**REQUIRED TASK**: Could you rewrite all of the rows below with each "img_query" replaced by "image_query" and nothing else altered?

* Start GIVEN DATA *

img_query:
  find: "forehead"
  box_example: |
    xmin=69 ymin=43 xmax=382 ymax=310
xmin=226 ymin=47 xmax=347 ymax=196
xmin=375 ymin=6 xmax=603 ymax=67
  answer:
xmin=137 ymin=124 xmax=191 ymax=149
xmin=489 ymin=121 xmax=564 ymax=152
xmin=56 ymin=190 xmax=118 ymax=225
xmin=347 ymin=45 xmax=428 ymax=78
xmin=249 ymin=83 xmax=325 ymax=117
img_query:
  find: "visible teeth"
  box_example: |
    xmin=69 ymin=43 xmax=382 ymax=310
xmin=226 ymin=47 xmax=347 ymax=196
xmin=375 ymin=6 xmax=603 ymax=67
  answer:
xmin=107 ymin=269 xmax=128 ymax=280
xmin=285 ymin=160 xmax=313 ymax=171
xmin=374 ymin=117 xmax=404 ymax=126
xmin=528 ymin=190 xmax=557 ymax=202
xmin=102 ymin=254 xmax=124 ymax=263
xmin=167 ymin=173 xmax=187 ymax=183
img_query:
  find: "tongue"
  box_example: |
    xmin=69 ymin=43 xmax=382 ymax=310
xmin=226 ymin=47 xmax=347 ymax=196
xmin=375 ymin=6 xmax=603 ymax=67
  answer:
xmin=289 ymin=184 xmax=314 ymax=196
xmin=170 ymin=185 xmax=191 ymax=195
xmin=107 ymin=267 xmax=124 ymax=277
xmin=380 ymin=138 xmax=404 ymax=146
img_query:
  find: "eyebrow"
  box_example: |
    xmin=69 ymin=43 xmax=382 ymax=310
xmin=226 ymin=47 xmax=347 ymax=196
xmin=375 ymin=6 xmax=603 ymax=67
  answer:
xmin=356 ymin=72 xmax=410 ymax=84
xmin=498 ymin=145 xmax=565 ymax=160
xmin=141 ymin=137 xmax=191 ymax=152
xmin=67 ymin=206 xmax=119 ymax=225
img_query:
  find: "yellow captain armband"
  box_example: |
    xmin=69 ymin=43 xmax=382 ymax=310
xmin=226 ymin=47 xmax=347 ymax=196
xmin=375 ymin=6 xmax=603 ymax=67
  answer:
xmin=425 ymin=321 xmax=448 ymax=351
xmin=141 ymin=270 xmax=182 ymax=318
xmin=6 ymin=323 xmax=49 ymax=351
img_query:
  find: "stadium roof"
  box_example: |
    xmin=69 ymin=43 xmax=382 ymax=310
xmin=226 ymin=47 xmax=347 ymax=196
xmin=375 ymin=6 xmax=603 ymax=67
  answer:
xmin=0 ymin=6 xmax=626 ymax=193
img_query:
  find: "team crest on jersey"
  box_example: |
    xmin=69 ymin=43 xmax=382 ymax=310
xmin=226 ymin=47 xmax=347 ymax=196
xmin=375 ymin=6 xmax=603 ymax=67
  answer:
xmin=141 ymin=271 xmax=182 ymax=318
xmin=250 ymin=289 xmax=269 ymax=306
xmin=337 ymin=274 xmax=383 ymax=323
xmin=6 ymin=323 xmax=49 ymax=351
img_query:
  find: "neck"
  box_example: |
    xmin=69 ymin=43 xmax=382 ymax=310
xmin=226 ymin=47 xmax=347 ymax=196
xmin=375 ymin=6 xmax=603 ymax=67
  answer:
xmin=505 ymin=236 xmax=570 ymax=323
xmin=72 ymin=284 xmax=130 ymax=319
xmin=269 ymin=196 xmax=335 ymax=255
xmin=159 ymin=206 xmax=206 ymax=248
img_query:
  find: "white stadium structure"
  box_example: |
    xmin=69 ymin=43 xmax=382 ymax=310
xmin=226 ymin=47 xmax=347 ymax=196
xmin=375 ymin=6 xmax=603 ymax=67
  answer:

* End GIVEN DATA *

**TASK ANSWER**:
image_query:
  find: "forehead"
  box_example: |
    xmin=69 ymin=43 xmax=382 ymax=310
xmin=226 ymin=47 xmax=347 ymax=196
xmin=375 ymin=6 xmax=603 ymax=67
  answer:
xmin=137 ymin=124 xmax=191 ymax=149
xmin=489 ymin=121 xmax=564 ymax=152
xmin=56 ymin=190 xmax=118 ymax=225
xmin=347 ymin=45 xmax=428 ymax=78
xmin=249 ymin=83 xmax=325 ymax=117
image_query:
  find: "visible teeth"
  box_example: |
    xmin=69 ymin=43 xmax=382 ymax=310
xmin=226 ymin=47 xmax=347 ymax=196
xmin=375 ymin=6 xmax=603 ymax=67
  answer:
xmin=107 ymin=269 xmax=128 ymax=280
xmin=285 ymin=160 xmax=313 ymax=171
xmin=374 ymin=117 xmax=404 ymax=126
xmin=528 ymin=190 xmax=557 ymax=202
xmin=102 ymin=254 xmax=124 ymax=263
xmin=167 ymin=173 xmax=187 ymax=183
image_query:
  find: "tongue"
  box_example: |
    xmin=69 ymin=43 xmax=382 ymax=310
xmin=226 ymin=47 xmax=347 ymax=196
xmin=375 ymin=6 xmax=603 ymax=67
  answer:
xmin=289 ymin=184 xmax=314 ymax=196
xmin=170 ymin=185 xmax=191 ymax=195
xmin=107 ymin=267 xmax=124 ymax=277
xmin=380 ymin=138 xmax=404 ymax=146
image_query:
  find: "eyebrow"
  box_example: |
    xmin=69 ymin=43 xmax=382 ymax=310
xmin=226 ymin=47 xmax=347 ymax=196
xmin=375 ymin=6 xmax=603 ymax=67
  answer:
xmin=356 ymin=72 xmax=410 ymax=84
xmin=498 ymin=145 xmax=565 ymax=160
xmin=141 ymin=137 xmax=191 ymax=152
xmin=67 ymin=206 xmax=119 ymax=225
image_query:
  find: "yellow captain armband"
  box_example: |
    xmin=69 ymin=43 xmax=382 ymax=310
xmin=226 ymin=47 xmax=347 ymax=196
xmin=375 ymin=6 xmax=603 ymax=67
  answer:
xmin=425 ymin=321 xmax=448 ymax=351
xmin=141 ymin=270 xmax=182 ymax=318
xmin=6 ymin=323 xmax=49 ymax=351
image_query:
  find: "stadium roof"
  box_example: |
    xmin=69 ymin=43 xmax=382 ymax=310
xmin=226 ymin=47 xmax=347 ymax=196
xmin=375 ymin=6 xmax=603 ymax=67
  answer:
xmin=0 ymin=6 xmax=626 ymax=193
image_query:
  find: "team crest on jersey"
  box_example: |
    xmin=69 ymin=43 xmax=382 ymax=310
xmin=226 ymin=47 xmax=347 ymax=196
xmin=375 ymin=6 xmax=603 ymax=67
  answer:
xmin=141 ymin=271 xmax=182 ymax=318
xmin=250 ymin=289 xmax=269 ymax=306
xmin=337 ymin=274 xmax=383 ymax=323
xmin=6 ymin=323 xmax=49 ymax=351
image_query:
  find: "neck"
  box_example: |
    xmin=69 ymin=43 xmax=382 ymax=310
xmin=226 ymin=47 xmax=347 ymax=196
xmin=375 ymin=6 xmax=603 ymax=67
  answer:
xmin=505 ymin=236 xmax=570 ymax=323
xmin=72 ymin=284 xmax=130 ymax=319
xmin=269 ymin=196 xmax=335 ymax=255
xmin=159 ymin=206 xmax=206 ymax=248
image_query:
  find: "white stadium structure"
  box_example: |
    xmin=69 ymin=43 xmax=382 ymax=310
xmin=226 ymin=47 xmax=347 ymax=196
xmin=375 ymin=6 xmax=603 ymax=67
  answer:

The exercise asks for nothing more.